Регион В переживает свой взлет и упадок. Появление незначительного количества курганных групп в Северном Прионежье (Кокорино, Челмужье), связанное с миграцией населения из более южных районов [22] . На материале этих погребальных памятников раскрываются начальные этапы христианизации местного населения (переход от кремации к ингумации, нательный крест «скандинавского типа» из кургана Челмужи–5, находящегося в составе более сложного украшения апотропеического характера). Однако к концу XII века эти погребальные памятники и связанные с ними селища прекращают свое существование в связи с деструктивными изменениями в культуре и изменениями социально–экономической и политической ситуации на севере Руси. Необходимо отметить особую ландшафтную приуроченность археологических памятников этого типа – песчаные боровые террасы, что может быть связано с непроизводящим типом хозяйства [23] . Примечательно, что поселения, характеризующие следующий этап заселения региона, топографически не связаны с памятниками XI–XII века, имеют иную ландшафтную приуроченность и обладают преемством с поселениями XVI века, известными по писцовым книгам [24] . Таким образом, речь должна идти о смене населения в регионе и о неучастии христианизируемого населения XII века в последующем становлении православия в Прионежье.

ЗАДАНИЕ 1. Какая ландшафтная приуроченность названа во фрагменте о Прионежье особой для археологических памятников этого типа?
ЗАДАНИЕ 2.
Согласуются ли с фрагментом о Прионежье утверждения (a), (b) и (c)? Для каждого ответьте «да» или «нет» и приведите решающие слова фрагмента.
(a) В Северном Прионежье появилось большое количество курганных групп.
(b) Нательный крест из кургана Челмужи–5 относится к «скандинавскому типу».
(c) Поселения следующего этапа заселения региона топографически связаны с памятниками XI–XII века.
ЗАДАНИЕ 3. Продолжите фрагмент о Прионежье с того места, где он обрывается.

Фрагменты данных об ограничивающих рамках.

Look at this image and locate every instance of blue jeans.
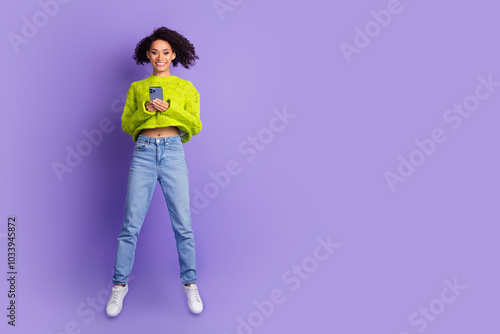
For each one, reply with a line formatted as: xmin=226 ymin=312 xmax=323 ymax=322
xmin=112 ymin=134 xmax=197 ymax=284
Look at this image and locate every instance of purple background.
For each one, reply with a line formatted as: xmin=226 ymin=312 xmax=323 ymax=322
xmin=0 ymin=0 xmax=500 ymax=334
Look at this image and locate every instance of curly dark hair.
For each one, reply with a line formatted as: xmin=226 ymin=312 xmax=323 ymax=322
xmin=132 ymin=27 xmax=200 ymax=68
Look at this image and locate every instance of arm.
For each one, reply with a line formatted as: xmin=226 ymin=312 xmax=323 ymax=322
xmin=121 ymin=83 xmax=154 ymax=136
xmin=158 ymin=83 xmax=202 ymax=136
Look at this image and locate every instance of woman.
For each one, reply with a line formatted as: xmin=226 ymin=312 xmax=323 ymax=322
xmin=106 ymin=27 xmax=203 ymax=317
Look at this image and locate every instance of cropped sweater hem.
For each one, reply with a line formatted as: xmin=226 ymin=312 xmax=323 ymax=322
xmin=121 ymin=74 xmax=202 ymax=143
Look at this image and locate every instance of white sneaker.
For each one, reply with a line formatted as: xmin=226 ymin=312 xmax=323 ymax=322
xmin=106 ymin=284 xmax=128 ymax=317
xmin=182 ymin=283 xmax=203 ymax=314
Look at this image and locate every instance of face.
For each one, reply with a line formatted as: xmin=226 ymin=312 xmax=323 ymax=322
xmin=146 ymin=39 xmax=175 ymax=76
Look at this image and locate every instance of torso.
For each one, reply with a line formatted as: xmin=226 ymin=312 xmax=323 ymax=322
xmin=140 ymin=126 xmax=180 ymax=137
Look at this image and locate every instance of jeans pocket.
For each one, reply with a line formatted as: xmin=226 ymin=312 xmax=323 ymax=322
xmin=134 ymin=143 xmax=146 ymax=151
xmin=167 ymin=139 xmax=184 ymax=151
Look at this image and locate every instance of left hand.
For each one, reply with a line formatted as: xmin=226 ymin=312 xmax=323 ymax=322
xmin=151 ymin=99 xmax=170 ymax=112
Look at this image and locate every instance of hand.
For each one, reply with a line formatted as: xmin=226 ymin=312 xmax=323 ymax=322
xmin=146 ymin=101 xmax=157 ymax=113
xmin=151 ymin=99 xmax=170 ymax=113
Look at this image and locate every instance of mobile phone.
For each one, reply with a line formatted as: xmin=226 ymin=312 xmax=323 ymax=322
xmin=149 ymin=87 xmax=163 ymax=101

ОТВЕТ 1. Песчаные боровые террасы.

ОТВЕТ 2.
(a) Нет: «Появление незначительного количества курганных групп в Северном Прионежье».
(b) Да: «нательный крест «скандинавского типа» из кургана Челмужи–5».
(c) Нет: «топографически не связаны с памятниками XI–XII века».

ОТВЕТ 3.
В еще большей степени этот вывод подтверждается материалами селищ X–XII вв. не связанными с курганной культурой. К настоящему времени в регионе известно 23 поселения и 16 пунктов отдельных находок [25] . С поселениями Шеттима–I и Муромское–IV связаны погребения по обряду трупоположения без курганов. Материалы поселений свидетельствуют о древнерусском влиянии. Однако к началу XIII века все они прекращают свое существование. Здесь также наблюдаются существенные различия в типе расселения раннего средневековья и новгородского времени. Весьма характерным для региона является наличие так называемых бескерамических поселений (Пичево, Лахта, Кудома, низовья Выга). Такой тип поселений имеет ближайшие аналогии в материалах Фенноскандии и связывается с лопарско–саамским охотничье–рыболовецким населением. Соответственно, прекращение жизнедеятельности на данных селищах можно связать с миграцией лопского населения на север в XIII веке, где впоследствии оно составляет так называемые Лопские погосты. Причины миграции представляются до конца невыясненными, но очевидно, что они имеют связь с политическими и социально–экономическими коллизиями Новгородской земли. Позднее на северно–карельских территориях в XV–XVI вв. актовый материал упоминает лопь «лешую» и «некрещеную». Таким образом, население Прионежья на первом этапе христианизации региона было лишь частично охвачено его начальной стадией, и вследствии миграции на север, где оно подверглось «вторично христианизации», не принимало участия в формировании церковной структуры и культуры исследуемого региона.[текст с сайта музея-заповедника "Кижи": http://kizhi.karelia.ru]
Регион Г для исследуемого периода населения здесь не фиксируется ни письменными, ни археологическими источниками.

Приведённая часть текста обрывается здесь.